When you respond, restate each record exactly as it is given.
★ ★ ★ ★ ★
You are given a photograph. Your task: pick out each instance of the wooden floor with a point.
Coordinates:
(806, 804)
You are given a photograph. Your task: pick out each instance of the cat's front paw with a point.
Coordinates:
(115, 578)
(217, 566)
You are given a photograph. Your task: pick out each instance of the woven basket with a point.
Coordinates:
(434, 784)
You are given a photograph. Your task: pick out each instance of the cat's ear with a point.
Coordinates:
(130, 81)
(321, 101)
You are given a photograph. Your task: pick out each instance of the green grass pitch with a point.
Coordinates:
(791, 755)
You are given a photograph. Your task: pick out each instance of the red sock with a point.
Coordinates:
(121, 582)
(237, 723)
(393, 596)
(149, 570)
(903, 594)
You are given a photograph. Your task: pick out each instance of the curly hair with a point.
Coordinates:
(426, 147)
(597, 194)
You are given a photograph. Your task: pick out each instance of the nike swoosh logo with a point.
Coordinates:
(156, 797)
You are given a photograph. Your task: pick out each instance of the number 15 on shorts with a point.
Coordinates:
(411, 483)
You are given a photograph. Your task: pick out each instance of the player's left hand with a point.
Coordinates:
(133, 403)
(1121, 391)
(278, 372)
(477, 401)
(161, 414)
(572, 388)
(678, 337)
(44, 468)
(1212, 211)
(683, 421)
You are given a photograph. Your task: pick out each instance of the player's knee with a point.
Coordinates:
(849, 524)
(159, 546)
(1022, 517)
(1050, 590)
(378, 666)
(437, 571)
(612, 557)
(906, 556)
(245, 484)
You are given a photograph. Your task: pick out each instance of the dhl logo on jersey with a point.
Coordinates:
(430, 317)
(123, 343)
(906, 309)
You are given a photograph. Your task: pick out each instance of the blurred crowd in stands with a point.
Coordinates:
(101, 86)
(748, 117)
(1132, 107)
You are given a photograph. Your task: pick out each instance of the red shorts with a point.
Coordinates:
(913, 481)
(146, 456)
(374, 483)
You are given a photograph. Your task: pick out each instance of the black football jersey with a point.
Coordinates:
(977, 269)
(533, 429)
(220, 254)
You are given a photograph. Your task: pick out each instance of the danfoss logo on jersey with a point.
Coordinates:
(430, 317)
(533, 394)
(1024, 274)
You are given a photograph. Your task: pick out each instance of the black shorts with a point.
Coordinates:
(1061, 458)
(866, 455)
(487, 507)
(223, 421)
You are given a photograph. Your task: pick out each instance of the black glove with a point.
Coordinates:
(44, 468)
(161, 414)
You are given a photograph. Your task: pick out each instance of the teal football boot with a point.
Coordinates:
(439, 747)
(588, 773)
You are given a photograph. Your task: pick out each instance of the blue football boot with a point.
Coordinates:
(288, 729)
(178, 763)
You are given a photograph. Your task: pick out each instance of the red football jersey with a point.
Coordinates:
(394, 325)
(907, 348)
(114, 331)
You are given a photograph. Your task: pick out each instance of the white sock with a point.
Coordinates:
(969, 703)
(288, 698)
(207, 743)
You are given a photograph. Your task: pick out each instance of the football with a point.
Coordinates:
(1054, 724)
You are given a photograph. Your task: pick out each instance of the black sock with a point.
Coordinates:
★ ★ ★ ★ ★
*Reply to the task*.
You are given a photograph. Your task: pick out each instance of the wooden floor with a point.
Coordinates:
(806, 804)
You are given a photograph. Your task: pick out each instance of the cat's front paw with a point.
Coordinates:
(115, 578)
(217, 566)
You are given a photograph. Your task: pick out each instance of the woven basket with a point.
Coordinates:
(434, 784)
You are given a photograph. Your task: pick out each instance of the cat's ear with a point.
Coordinates:
(130, 81)
(321, 101)
You are given a photograph. Your task: pick out each instance of the green grass pitch with a point.
Coordinates:
(791, 755)
You are given a photograph. Your task: pick out each instance of the red sock with a point.
Coordinates:
(121, 582)
(237, 723)
(393, 596)
(149, 570)
(903, 594)
You are given a photograph. Your task: pick out each instance of the curly hair with a point.
Coordinates:
(426, 147)
(597, 194)
You are given a photograph. Your task: pick out each instance of the nike swoosh logo with a point.
Coordinates:
(156, 797)
You are given a photograph. Your task: pick out each instance of the number 15 on shorts with a point.
Coordinates:
(411, 483)
You are given a photograph. Your task: pick out each instance of the player's left hand with a point.
Coordinates:
(133, 403)
(1121, 391)
(278, 372)
(477, 401)
(161, 414)
(572, 388)
(678, 337)
(44, 468)
(1212, 211)
(683, 421)
You are given a photograph. Your task: pick out each instance of the player's knee with a point.
Coordinates:
(849, 524)
(159, 546)
(1022, 517)
(1050, 590)
(378, 666)
(437, 571)
(612, 557)
(906, 556)
(245, 484)
You are given a photograph. Your task: pick out each instance of the dhl logo on jersey with a point.
Coordinates:
(430, 317)
(123, 343)
(906, 309)
You are given a photograph. Your task: pick out each instance of the blurred crowd in stands with a point.
Coordinates:
(101, 86)
(748, 117)
(1132, 107)
You are given a photograph. Your task: pick out each instance of the red shorts with a point.
Coordinates:
(913, 481)
(146, 456)
(374, 483)
You are given a photograph. Your task: pick out each instance of the black football jersey with a point.
Coordinates:
(977, 269)
(533, 429)
(220, 254)
You are given a photograph. Your task: pick out each instance of the danfoss logo on jersey with a point.
Coordinates:
(430, 317)
(533, 394)
(1024, 274)
You are given a photograph. Your task: pick out each instance of the black shorts with a point.
Coordinates:
(1061, 458)
(866, 455)
(487, 507)
(223, 421)
You are given a photograph. Your task: pick out each instance of the black glove with a point.
Coordinates:
(44, 468)
(161, 414)
You are given a photograph. Your task: pick out each instance of the teal football boot with a point.
Coordinates:
(439, 747)
(588, 773)
You are given a photograph. Your task: pick out each instance of the blue football boot with a point.
Coordinates:
(288, 729)
(178, 763)
You are given a photograph. Your task: pick out each instance of the red football jersey with a point.
Coordinates:
(394, 325)
(907, 348)
(114, 331)
You are given a photograph. Your task: pick out each instance of the white sock with a point.
Coordinates:
(969, 703)
(288, 698)
(207, 743)
You are given a photograph. Your task: pick out each instance of the football with a point.
Coordinates:
(1054, 724)
You are given a photograph. Your task: pick out each instance of the black sock with a point.
Coordinates:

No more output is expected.